▸ THE DATA:
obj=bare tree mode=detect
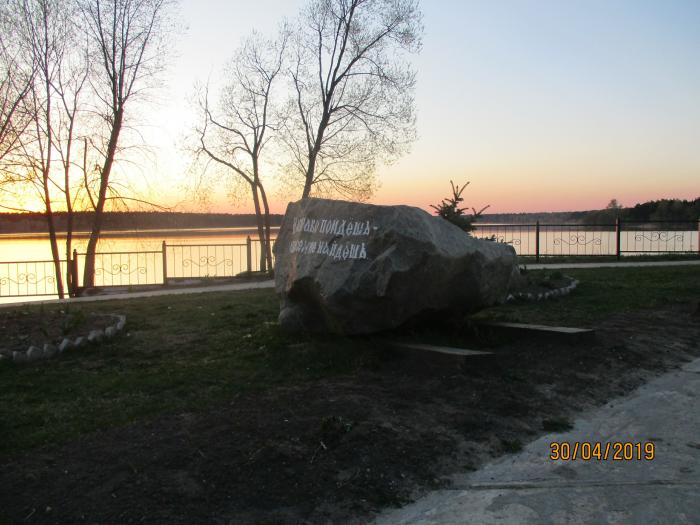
[81,0,173,287]
[6,0,81,298]
[195,30,287,271]
[0,2,35,167]
[285,0,422,199]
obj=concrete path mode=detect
[520,260,700,270]
[0,279,275,308]
[375,359,700,525]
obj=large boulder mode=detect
[274,198,517,334]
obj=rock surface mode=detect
[274,199,518,334]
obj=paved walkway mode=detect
[375,359,700,525]
[520,260,700,270]
[0,260,700,308]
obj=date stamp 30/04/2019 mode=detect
[549,441,656,461]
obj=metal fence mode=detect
[473,220,700,259]
[0,220,700,297]
[0,237,274,297]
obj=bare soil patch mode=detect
[0,306,700,524]
[0,308,114,355]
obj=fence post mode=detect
[161,241,168,286]
[69,248,78,297]
[245,235,253,273]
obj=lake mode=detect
[0,224,699,302]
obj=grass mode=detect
[475,266,700,327]
[518,253,700,265]
[0,267,700,457]
[0,290,380,456]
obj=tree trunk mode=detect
[83,108,124,288]
[258,181,274,272]
[44,189,65,299]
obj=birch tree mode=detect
[285,0,423,199]
[81,0,173,287]
[195,30,287,271]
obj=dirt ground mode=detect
[0,305,700,524]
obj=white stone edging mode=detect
[7,314,126,363]
[506,279,579,303]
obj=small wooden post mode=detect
[161,241,168,286]
[245,235,253,273]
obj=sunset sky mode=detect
[139,0,700,213]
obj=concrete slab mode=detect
[374,359,700,525]
[477,321,595,342]
[520,259,700,270]
[391,341,493,357]
[0,280,275,308]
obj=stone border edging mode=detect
[506,277,579,303]
[8,314,126,363]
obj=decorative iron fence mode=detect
[0,220,700,297]
[0,237,274,297]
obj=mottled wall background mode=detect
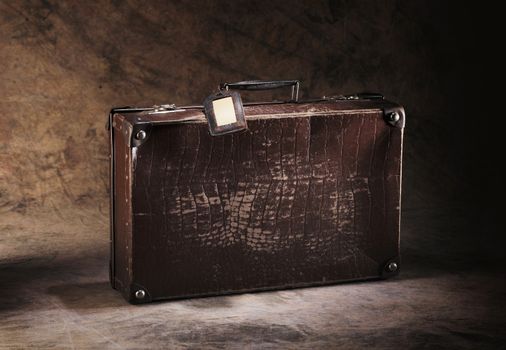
[0,0,502,255]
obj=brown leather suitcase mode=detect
[109,81,405,303]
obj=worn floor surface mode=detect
[0,205,506,349]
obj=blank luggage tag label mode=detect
[204,91,248,136]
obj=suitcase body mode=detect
[109,82,405,303]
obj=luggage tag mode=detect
[204,90,248,136]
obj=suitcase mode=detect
[108,81,405,303]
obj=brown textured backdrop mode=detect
[0,0,504,345]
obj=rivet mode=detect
[387,261,398,272]
[135,289,146,299]
[135,130,147,140]
[387,112,401,123]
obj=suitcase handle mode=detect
[220,80,300,102]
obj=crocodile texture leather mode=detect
[111,100,402,301]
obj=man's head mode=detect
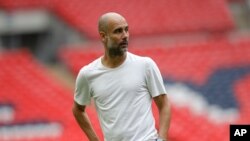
[98,12,129,56]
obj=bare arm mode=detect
[154,94,171,140]
[72,102,99,141]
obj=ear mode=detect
[99,31,106,42]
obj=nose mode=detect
[122,30,129,39]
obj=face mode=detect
[103,18,129,56]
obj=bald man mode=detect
[73,12,170,141]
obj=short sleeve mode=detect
[146,58,166,97]
[74,69,91,105]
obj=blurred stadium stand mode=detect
[0,0,250,141]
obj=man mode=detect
[73,12,170,141]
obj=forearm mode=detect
[73,110,99,141]
[159,99,171,139]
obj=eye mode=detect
[125,27,128,32]
[114,28,122,33]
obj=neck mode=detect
[102,52,127,68]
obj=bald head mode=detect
[98,12,126,32]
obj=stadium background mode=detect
[0,0,250,141]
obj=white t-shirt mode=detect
[74,52,166,141]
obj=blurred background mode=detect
[0,0,250,141]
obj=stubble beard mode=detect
[108,46,127,58]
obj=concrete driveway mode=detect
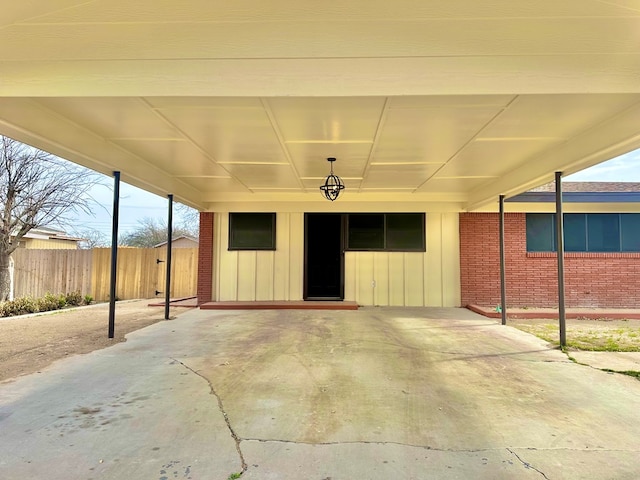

▸ TASK TO CARRY OUT:
Pull out each line of the listing that contains the string "head".

▸ THE ANSWER:
obj=man's head mode=detect
obj=bald head mode=detect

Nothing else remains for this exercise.